(Goal) Reproduce every line of the listing below word for word, omitting the pictures.

[Excerpts of pointing data]
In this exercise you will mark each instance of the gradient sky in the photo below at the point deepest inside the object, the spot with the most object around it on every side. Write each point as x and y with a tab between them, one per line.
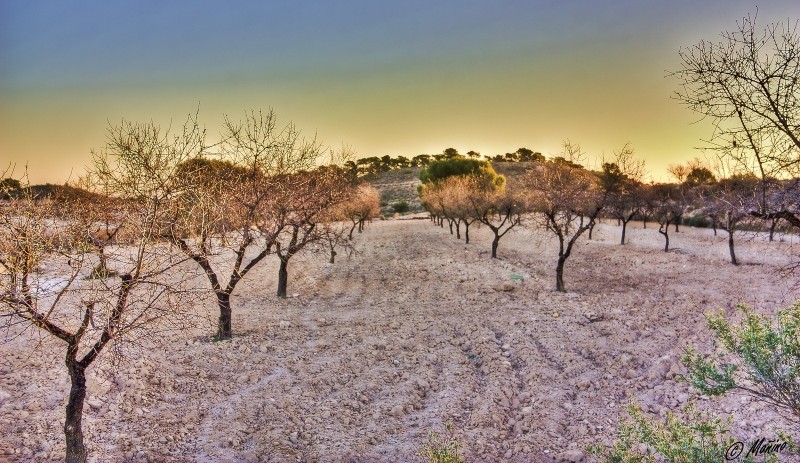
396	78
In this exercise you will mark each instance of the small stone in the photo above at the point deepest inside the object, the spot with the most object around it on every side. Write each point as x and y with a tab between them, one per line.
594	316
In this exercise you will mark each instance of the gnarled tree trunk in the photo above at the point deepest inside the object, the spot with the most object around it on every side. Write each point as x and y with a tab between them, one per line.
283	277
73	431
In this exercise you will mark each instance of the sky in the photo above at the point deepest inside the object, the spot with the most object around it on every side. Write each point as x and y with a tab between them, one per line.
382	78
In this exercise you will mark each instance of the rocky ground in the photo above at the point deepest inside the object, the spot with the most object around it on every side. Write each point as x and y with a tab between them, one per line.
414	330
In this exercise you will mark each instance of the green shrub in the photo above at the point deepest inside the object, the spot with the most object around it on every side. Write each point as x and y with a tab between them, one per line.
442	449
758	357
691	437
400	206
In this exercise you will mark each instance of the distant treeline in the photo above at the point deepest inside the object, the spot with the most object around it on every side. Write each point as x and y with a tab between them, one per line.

(Written answer)
In this exercise you will mark each instance of the gradient sky in the photo below at the point deepest inside the object, the spot with the most object around it on every side. Write each point as x and y with a tab between them, one per line.
396	78
In this exercise you will mark each instance of the small stone in the photo above at the point deepest inside the object, the spot with the most object around it on every side. Write each point as x and y with a tab between them, one per line.
594	316
In this exercise you will mark each instance of the gnarled tree trunk in the photo above at the point deepest inside the object, the spot with the most object around it on every side. Write each point as x and y with a tab between them, one per line.
283	277
73	431
In this exercise you will mark each instance of the sky in the photo above at the point deepest inside the object, the spot with the most object around it on every side. Write each point as x and y with a tab between them, one per line.
382	78
In this exercise you will mark each instance of the rocky ground in the photo above at the point deepest inside the object, the spot with the most object around it on every side. Write each point as x and y with a tab between them, one per line.
414	330
In this exercise you will mark each instance of the green shrub in the photo above at the point deepest inside the object, the spot with the most object around it on every side. Write each point as x and y with a tab between them, one per line.
442	449
758	357
691	437
400	206
In this exercise you will mark each instance of the distant treeline in the photo above at the point deepest inside the object, the spot with the most object around it on every side. Write each point as x and y with a tab between them, one per line.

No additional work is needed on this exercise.